Recorded data:
————————

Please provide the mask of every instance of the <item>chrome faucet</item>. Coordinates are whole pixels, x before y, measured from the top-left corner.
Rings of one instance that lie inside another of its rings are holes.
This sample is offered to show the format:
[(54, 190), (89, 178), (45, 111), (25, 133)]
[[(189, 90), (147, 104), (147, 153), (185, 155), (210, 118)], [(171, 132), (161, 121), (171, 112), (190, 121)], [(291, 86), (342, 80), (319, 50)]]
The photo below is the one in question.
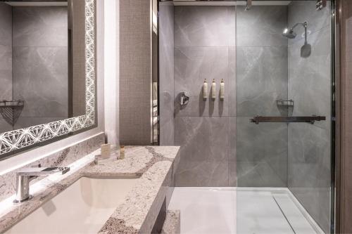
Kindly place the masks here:
[(70, 167), (27, 167), (16, 173), (16, 195), (14, 203), (23, 202), (32, 198), (30, 195), (30, 182), (40, 176), (60, 173), (62, 175), (70, 171)]

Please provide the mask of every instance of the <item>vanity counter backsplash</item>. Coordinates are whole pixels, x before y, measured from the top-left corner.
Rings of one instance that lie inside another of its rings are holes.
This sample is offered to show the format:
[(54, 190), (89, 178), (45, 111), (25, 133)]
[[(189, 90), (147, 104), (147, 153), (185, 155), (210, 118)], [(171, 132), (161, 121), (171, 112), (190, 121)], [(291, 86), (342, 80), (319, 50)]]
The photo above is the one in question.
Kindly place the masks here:
[(95, 164), (95, 156), (100, 154), (100, 150), (96, 150), (62, 165), (70, 167), (70, 171), (46, 176), (31, 186), (31, 200), (13, 204), (11, 196), (1, 201), (0, 233), (11, 228), (80, 178), (88, 177), (137, 178), (99, 233), (150, 233), (160, 221), (161, 210), (165, 212), (170, 202), (179, 149), (178, 146), (127, 146), (125, 159), (111, 157)]

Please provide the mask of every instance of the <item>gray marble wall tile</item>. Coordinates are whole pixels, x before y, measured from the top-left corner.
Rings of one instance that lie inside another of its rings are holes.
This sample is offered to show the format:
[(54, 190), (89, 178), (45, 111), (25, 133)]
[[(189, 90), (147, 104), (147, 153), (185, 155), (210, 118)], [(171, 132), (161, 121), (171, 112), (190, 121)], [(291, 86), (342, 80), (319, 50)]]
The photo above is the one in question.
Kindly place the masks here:
[(329, 122), (289, 126), (289, 188), (326, 233), (330, 221)]
[(237, 48), (237, 116), (280, 115), (287, 98), (287, 48)]
[[(308, 22), (308, 33), (312, 34), (323, 27), (330, 25), (330, 1), (327, 1), (327, 7), (321, 11), (315, 10), (315, 0), (292, 1), (289, 5), (288, 27), (291, 27), (297, 22)], [(294, 31), (297, 37), (289, 40), (289, 44), (296, 43), (298, 40), (304, 40), (304, 28), (297, 27)]]
[[(228, 116), (230, 94), (234, 91), (229, 85), (229, 51), (225, 47), (182, 47), (175, 49), (175, 116)], [(234, 79), (234, 77), (231, 77)], [(203, 99), (203, 84), (206, 79), (208, 98)], [(213, 79), (217, 84), (216, 98), (211, 98)], [(225, 83), (225, 97), (220, 99), (220, 84)], [(180, 105), (180, 93), (190, 96), (188, 105)], [(233, 104), (233, 103), (232, 103)]]
[(174, 6), (159, 6), (160, 144), (175, 144)]
[(11, 46), (0, 45), (0, 100), (12, 100)]
[[(37, 167), (39, 164), (43, 167), (65, 167), (73, 162), (86, 156), (97, 150), (105, 142), (105, 135), (101, 134), (89, 139), (80, 142), (75, 145), (68, 147), (62, 150), (48, 155), (46, 157), (36, 160), (23, 167)], [(35, 183), (43, 177), (32, 181)], [(15, 191), (15, 173), (9, 171), (0, 176), (0, 202), (11, 197)]]
[(65, 47), (13, 48), (13, 98), (25, 100), (21, 117), (68, 116)]
[(331, 182), (331, 51), (330, 9), (315, 11), (314, 1), (293, 1), (289, 22), (308, 22), (310, 55), (303, 57), (303, 28), (289, 46), (289, 98), (294, 115), (323, 115), (314, 125), (289, 126), (289, 188), (323, 230), (329, 233)]
[(14, 7), (14, 46), (68, 46), (67, 7)]
[(287, 186), (287, 124), (237, 117), (238, 186)]
[(225, 86), (225, 94), (229, 99), (229, 115), (237, 116), (237, 49), (236, 47), (229, 47), (229, 77)]
[(0, 2), (0, 45), (12, 46), (12, 8)]
[(235, 46), (234, 6), (175, 6), (175, 46)]
[(229, 117), (229, 186), (237, 186), (237, 117)]
[(287, 6), (253, 6), (247, 11), (239, 6), (236, 13), (237, 46), (287, 46), (281, 34), (287, 24)]
[[(12, 9), (0, 3), (0, 100), (12, 100)], [(0, 133), (12, 126), (0, 115)]]
[(329, 116), (331, 112), (330, 27), (308, 37), (311, 54), (301, 56), (303, 41), (289, 46), (289, 97), (294, 115)]
[(227, 186), (230, 117), (177, 117), (176, 186)]

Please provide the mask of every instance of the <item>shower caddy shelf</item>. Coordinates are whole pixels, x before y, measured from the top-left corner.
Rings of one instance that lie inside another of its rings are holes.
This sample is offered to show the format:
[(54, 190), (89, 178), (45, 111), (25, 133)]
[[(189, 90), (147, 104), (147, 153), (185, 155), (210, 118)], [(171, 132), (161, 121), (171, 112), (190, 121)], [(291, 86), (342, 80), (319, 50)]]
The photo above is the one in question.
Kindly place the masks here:
[(326, 120), (325, 116), (256, 116), (250, 119), (251, 122), (259, 123), (310, 123), (314, 124), (315, 121)]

————————

Required task: Leave out all pictures, then copy the remaining material exactly.

Solution for this exercise:
Please provide the mask of every instance of the <item>chrome faucet</item>. Coordinates are whole pixels, x before y, measured from the top-left corner.
Rings of one instance that lie inside another of its rings are holes.
This sample is offered to show the format:
[(54, 190), (89, 178), (45, 111), (25, 133)]
[[(189, 90), (147, 104), (147, 153), (185, 155), (210, 118)], [(171, 132), (161, 121), (171, 112), (190, 121)], [(291, 86), (342, 80), (319, 50)]]
The photo below is the one in question.
Kindly place the masks here:
[(70, 167), (27, 167), (16, 173), (16, 195), (14, 203), (23, 202), (32, 198), (30, 195), (30, 182), (40, 176), (60, 173), (62, 175), (70, 171)]

Please provide the mask of every instance of the <item>vanity counter backsplash</item>. Coordinates are whole pixels, x before y, measured from the top-left corner.
Rings of one instance that lie inside another of its rings are holes.
This sample is offered to show the format:
[(54, 190), (89, 178), (45, 111), (25, 133)]
[[(189, 90), (147, 104), (147, 153), (185, 155), (210, 118)], [(171, 132), (161, 121), (171, 112), (190, 121)], [(291, 86), (342, 80), (319, 50)]]
The photo above is the one in question.
Kindly place the masks here:
[(95, 164), (95, 156), (100, 154), (100, 150), (96, 150), (62, 165), (70, 167), (70, 171), (46, 176), (31, 186), (31, 200), (13, 204), (11, 196), (1, 201), (0, 233), (11, 228), (80, 178), (88, 177), (137, 178), (99, 233), (150, 233), (160, 221), (161, 210), (165, 212), (170, 202), (179, 149), (178, 146), (127, 146), (125, 159), (111, 157)]

Please provide the mask of every instance of the <item>gray marble wall tile</item>. Coordinates are whole pixels, x before y, measured from the top-left corner.
Rings of one instance that lie inside another of its rings are holes.
This sample is offered to show the format:
[(54, 190), (89, 178), (45, 111), (25, 133)]
[[(189, 90), (147, 104), (147, 153), (185, 155), (210, 118)], [(171, 132), (161, 121), (171, 112), (190, 121)], [(291, 86), (342, 80), (319, 50)]]
The photo above is the one in question.
Kindly place the masks here:
[(329, 122), (289, 126), (289, 188), (326, 233), (330, 221)]
[(237, 48), (237, 116), (280, 115), (287, 98), (287, 48)]
[[(308, 22), (308, 33), (312, 34), (323, 27), (330, 25), (330, 1), (327, 1), (327, 7), (321, 11), (315, 10), (315, 0), (292, 1), (289, 5), (288, 27), (291, 27), (297, 22)], [(294, 31), (297, 37), (289, 40), (289, 44), (296, 43), (298, 40), (304, 40), (304, 28), (297, 27)]]
[[(228, 116), (230, 94), (234, 91), (229, 85), (229, 51), (225, 47), (182, 47), (175, 49), (175, 116)], [(234, 79), (234, 77), (231, 77)], [(203, 99), (203, 84), (206, 79), (208, 98)], [(213, 79), (217, 84), (216, 98), (211, 98)], [(225, 83), (225, 97), (220, 99), (220, 84)], [(180, 105), (180, 93), (190, 96), (188, 105)], [(233, 104), (233, 103), (232, 103)]]
[(174, 6), (159, 6), (160, 144), (175, 144)]
[(11, 46), (0, 45), (0, 100), (12, 100)]
[[(37, 167), (39, 164), (43, 167), (65, 167), (73, 162), (86, 156), (97, 150), (105, 142), (105, 135), (101, 134), (89, 139), (80, 142), (75, 145), (68, 147), (62, 150), (48, 155), (46, 157), (36, 160), (23, 167)], [(35, 183), (43, 177), (32, 181)], [(15, 191), (15, 173), (9, 171), (0, 176), (0, 202), (11, 197)]]
[(65, 47), (13, 48), (13, 98), (25, 100), (21, 117), (68, 116)]
[(331, 182), (331, 51), (330, 9), (315, 11), (314, 1), (293, 1), (289, 22), (308, 22), (310, 55), (303, 57), (303, 28), (289, 46), (289, 98), (294, 115), (323, 115), (314, 125), (289, 126), (289, 188), (323, 230), (329, 233)]
[(14, 7), (14, 46), (68, 46), (67, 7)]
[(287, 186), (287, 124), (237, 117), (238, 186)]
[(225, 86), (225, 94), (229, 99), (229, 115), (237, 116), (237, 49), (236, 47), (229, 47), (229, 77)]
[(0, 2), (0, 45), (12, 46), (12, 8)]
[(235, 46), (234, 6), (175, 6), (175, 46)]
[(229, 117), (229, 186), (237, 186), (237, 117)]
[(287, 6), (253, 6), (247, 11), (239, 6), (236, 13), (237, 46), (287, 46), (281, 34), (287, 24)]
[[(12, 9), (0, 3), (0, 100), (12, 100)], [(0, 133), (12, 126), (0, 115)]]
[(329, 116), (331, 112), (330, 27), (308, 37), (311, 54), (301, 56), (303, 41), (289, 46), (289, 97), (294, 115)]
[(227, 186), (230, 117), (177, 117), (176, 186)]

Please provide the mask of every instance of the <item>shower caddy shelf</item>. Coordinates are whole pixels, x before y, measured from the top-left corner.
Rings of one instance that lie inside another of its rings are holes.
This sample is offered to show the format:
[(54, 190), (89, 178), (45, 111), (25, 133)]
[[(189, 90), (147, 104), (147, 153), (185, 155), (210, 118)], [(171, 132), (161, 121), (171, 112), (190, 121)], [(291, 86), (342, 80), (319, 50)]]
The photo above is the one in question.
Kindly place the masks here:
[(326, 120), (325, 116), (256, 116), (250, 119), (251, 122), (259, 123), (310, 123), (314, 124), (315, 121)]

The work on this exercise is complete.